READING PASSAGE.
....

X_train, X_test, y_train, y_test = train_test_split(poverty_input, poverty_output, test_size=0.3, random_state = 13)

In [57]:
# checking the shapes of my data sets

print(X_train.shape, X_test.shape, y_train.shape, y_test.shape)

(16699, 135) (7157, 135) (16699, 1) (7157, 1)


In [58]:
# using ravel on the y vectors to make them a 1d array

y_train = np.ravel(y_train)
y_test = np.ravel(y_test)

In [59]:
# confirm shapes are now correct

print(y_train.shape)
print(y_test.shape)

(16699,)
(7157,)


In [60]:
# building a random forest classifier

classifier = RandomForestClassifier()

In [61]:
# fit the classifier

classifier.fit(X_train, y_train)

RandomForestClassifier()

In [62]:
y_predict = classifier.predict(X_test)
accuracy = accuracy_score(y_predict, y_test)
print(accuracy)

0.9413161939360067


# 10. Check the accuracy using random forest with cross validation.

In [63]:
# build random forest classifier

rf_class = RandomForestClassifier()

In [64]:
# dertermine accuracy of Random Forest model using Cross Validation and printing the score as a percentage

accuracy = cross_val_score(rf_class, X_train, y_train, scoring='accuracy', cv=10).mean()*100
print('Accuracy of Random Forests is: ', accuracy)

Accuracy of Random Forests is:  93.89186755309034

....

SUPPLIED INFORMATION.
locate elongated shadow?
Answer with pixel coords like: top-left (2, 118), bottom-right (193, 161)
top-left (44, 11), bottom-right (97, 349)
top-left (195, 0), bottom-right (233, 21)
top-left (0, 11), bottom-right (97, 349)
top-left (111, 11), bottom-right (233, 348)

....

EXERCISE BRIEF.
How many folds does the cross-validation call in the notebook excerpt use? The entries have nothing to do with the notebook excerpt.

TASK RESPONSE.
Ten folds (cv=10).